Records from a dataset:

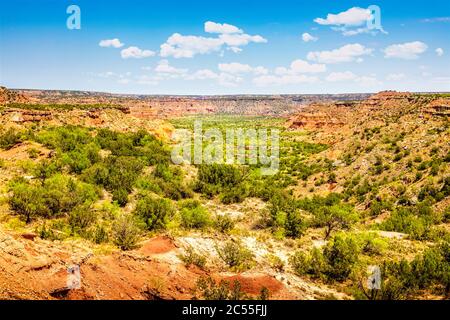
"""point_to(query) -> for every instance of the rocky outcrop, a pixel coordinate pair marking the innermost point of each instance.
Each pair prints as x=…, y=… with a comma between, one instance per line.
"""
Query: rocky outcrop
x=21, y=115
x=439, y=107
x=9, y=96
x=314, y=120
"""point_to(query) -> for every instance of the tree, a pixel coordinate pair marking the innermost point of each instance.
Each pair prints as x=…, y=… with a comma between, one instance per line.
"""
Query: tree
x=335, y=217
x=341, y=255
x=193, y=215
x=126, y=232
x=154, y=212
x=29, y=201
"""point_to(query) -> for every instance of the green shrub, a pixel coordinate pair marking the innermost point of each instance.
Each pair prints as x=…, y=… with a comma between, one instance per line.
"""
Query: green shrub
x=29, y=201
x=80, y=219
x=335, y=217
x=294, y=226
x=125, y=232
x=275, y=262
x=406, y=220
x=58, y=195
x=194, y=215
x=10, y=138
x=341, y=254
x=235, y=255
x=154, y=212
x=312, y=263
x=224, y=223
x=120, y=196
x=212, y=179
x=190, y=257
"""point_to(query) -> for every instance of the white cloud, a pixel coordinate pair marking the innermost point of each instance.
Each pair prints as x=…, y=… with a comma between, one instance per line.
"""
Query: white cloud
x=115, y=43
x=352, y=17
x=268, y=80
x=203, y=74
x=351, y=22
x=301, y=66
x=237, y=40
x=440, y=52
x=228, y=80
x=407, y=51
x=238, y=68
x=439, y=19
x=341, y=76
x=165, y=68
x=135, y=52
x=124, y=81
x=230, y=37
x=368, y=81
x=260, y=70
x=306, y=37
x=347, y=53
x=180, y=46
x=223, y=79
x=348, y=76
x=147, y=80
x=395, y=76
x=212, y=27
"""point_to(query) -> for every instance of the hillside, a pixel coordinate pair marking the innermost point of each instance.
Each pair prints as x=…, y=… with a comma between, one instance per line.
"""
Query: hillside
x=91, y=183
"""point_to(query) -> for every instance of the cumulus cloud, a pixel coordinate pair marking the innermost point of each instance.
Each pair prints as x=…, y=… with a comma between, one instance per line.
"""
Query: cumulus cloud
x=438, y=19
x=440, y=52
x=369, y=81
x=165, y=68
x=212, y=27
x=306, y=37
x=347, y=53
x=269, y=80
x=395, y=76
x=351, y=22
x=179, y=46
x=341, y=76
x=348, y=76
x=203, y=74
x=352, y=17
x=407, y=51
x=230, y=37
x=222, y=78
x=301, y=66
x=239, y=68
x=135, y=52
x=115, y=43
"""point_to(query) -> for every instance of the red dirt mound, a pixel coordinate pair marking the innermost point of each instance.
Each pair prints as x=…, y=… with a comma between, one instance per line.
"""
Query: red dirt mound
x=253, y=284
x=158, y=245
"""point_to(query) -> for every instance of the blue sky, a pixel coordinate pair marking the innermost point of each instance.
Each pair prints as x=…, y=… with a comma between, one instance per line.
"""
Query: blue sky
x=226, y=47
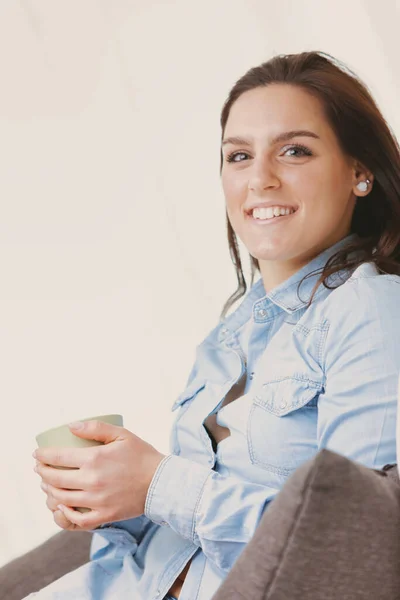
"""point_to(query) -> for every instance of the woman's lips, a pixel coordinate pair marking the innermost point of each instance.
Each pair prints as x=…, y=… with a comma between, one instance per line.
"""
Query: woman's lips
x=273, y=221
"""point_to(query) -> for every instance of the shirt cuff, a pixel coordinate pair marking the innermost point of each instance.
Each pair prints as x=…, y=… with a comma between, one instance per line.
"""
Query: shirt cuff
x=175, y=492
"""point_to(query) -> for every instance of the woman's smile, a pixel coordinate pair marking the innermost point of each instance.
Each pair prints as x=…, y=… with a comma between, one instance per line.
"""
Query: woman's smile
x=283, y=219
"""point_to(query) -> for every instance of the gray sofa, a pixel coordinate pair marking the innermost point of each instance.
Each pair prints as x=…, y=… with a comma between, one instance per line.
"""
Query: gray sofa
x=333, y=532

> [What the exercise asks]: Return all of the records above exactly as they appear, word for word, but leave out the pictures.

> [Result for this exercise]:
"""point_to(query) -> for every instance of the rocky outcrop, a pixel coordinate pair marking the innermost point of each instance.
Each pair prints as x=…, y=… with a comma between, one instance per line.
"""
Query: rocky outcrop
x=21, y=115
x=439, y=107
x=9, y=96
x=314, y=120
"""point_to(query) -> for every instance of the tree, a pixel coordinate pair marking the innermost point of each instance.
Each pair prints as x=…, y=… with a comma between, one instance per line.
"""
Query: tree
x=335, y=217
x=341, y=255
x=193, y=215
x=126, y=232
x=154, y=212
x=29, y=201
"""point_to(query) -> for every instance of the green shrub, a pixel coordinate pair marking the innermost point of each instance.
Each pair prints as x=…, y=… with a comma between, one instance per line.
"""
Query: green shrub
x=29, y=201
x=80, y=219
x=335, y=217
x=294, y=226
x=125, y=232
x=275, y=262
x=406, y=220
x=58, y=195
x=194, y=215
x=10, y=138
x=341, y=254
x=235, y=255
x=154, y=212
x=312, y=263
x=224, y=223
x=120, y=196
x=212, y=179
x=190, y=257
"""point_to(query) -> for every instance of the white cloud, a pixel coordinate pair marking the innermost point of each instance.
Each pair prints as x=…, y=… with a comma between, one instance per line.
"""
Query: white cloud
x=115, y=43
x=352, y=17
x=268, y=80
x=203, y=74
x=351, y=22
x=301, y=66
x=237, y=40
x=440, y=52
x=228, y=80
x=407, y=51
x=238, y=68
x=439, y=19
x=341, y=76
x=165, y=68
x=135, y=52
x=124, y=81
x=230, y=37
x=368, y=81
x=260, y=70
x=306, y=37
x=347, y=53
x=180, y=46
x=223, y=79
x=348, y=76
x=147, y=80
x=395, y=76
x=212, y=27
"""point_to(query) -> for every instance of the hillside, a pixel coordinate pair marking the innermost point of each instance.
Each pair prints as x=…, y=… with a comma between, one instance per line.
"""
Query: hillside
x=91, y=183
"""point_to(query) -> for every instance of the cumulus cloud, a pixel coordinate pair marking the innermost point of each instance.
Each pair prints as x=…, y=… with a comma between, one instance per line.
"""
Query: cumulus cloud
x=438, y=19
x=440, y=52
x=369, y=81
x=165, y=68
x=212, y=27
x=306, y=37
x=347, y=53
x=269, y=80
x=395, y=76
x=351, y=22
x=179, y=46
x=341, y=76
x=348, y=76
x=203, y=74
x=352, y=17
x=407, y=51
x=230, y=37
x=222, y=78
x=301, y=66
x=239, y=68
x=135, y=52
x=115, y=43
"""point_to(query) -> for every instance of the red dirt mound, a pixel coordinate pair marking the innermost point of each instance.
Each pair prints as x=…, y=… with a comma between, one instance per line.
"""
Query: red dirt mound
x=253, y=284
x=158, y=245
"""point_to(query) -> for every instance of the blue sky, a pixel coordinate pair marking the innermost point of each instance.
Each pair prints as x=…, y=… with a comma between, one instance per line.
"""
Query: blue sky
x=226, y=47
"""point_to(query) -> for every instance of the woman's lips, a pixel coordinate pair marking the innermost point of each instance.
Each pair prints as x=…, y=… with a comma between, one instance per line.
"""
Query: woman's lips
x=273, y=221
"""point_to(query) -> for every instance of the shirt cuff, a pixel coordinate pair marking the innermost point of each instance.
Each pair prints as x=…, y=… with a comma between, one instance per line.
"""
Query: shirt cuff
x=175, y=492
"""point_to(query) -> for every instance of the woman's smile, a pixel coordinate pair marking the innermost point of each instance.
Each pair prints as x=…, y=… with a comma between, one instance per line.
"""
Query: woman's smile
x=283, y=219
"""point_to(query) -> for every instance of the gray sofa, a pixel coordinate pair marking the innermost point of each instance.
Each pair prints as x=…, y=… with a comma between, one instance per line.
"""
Query: gray sofa
x=333, y=532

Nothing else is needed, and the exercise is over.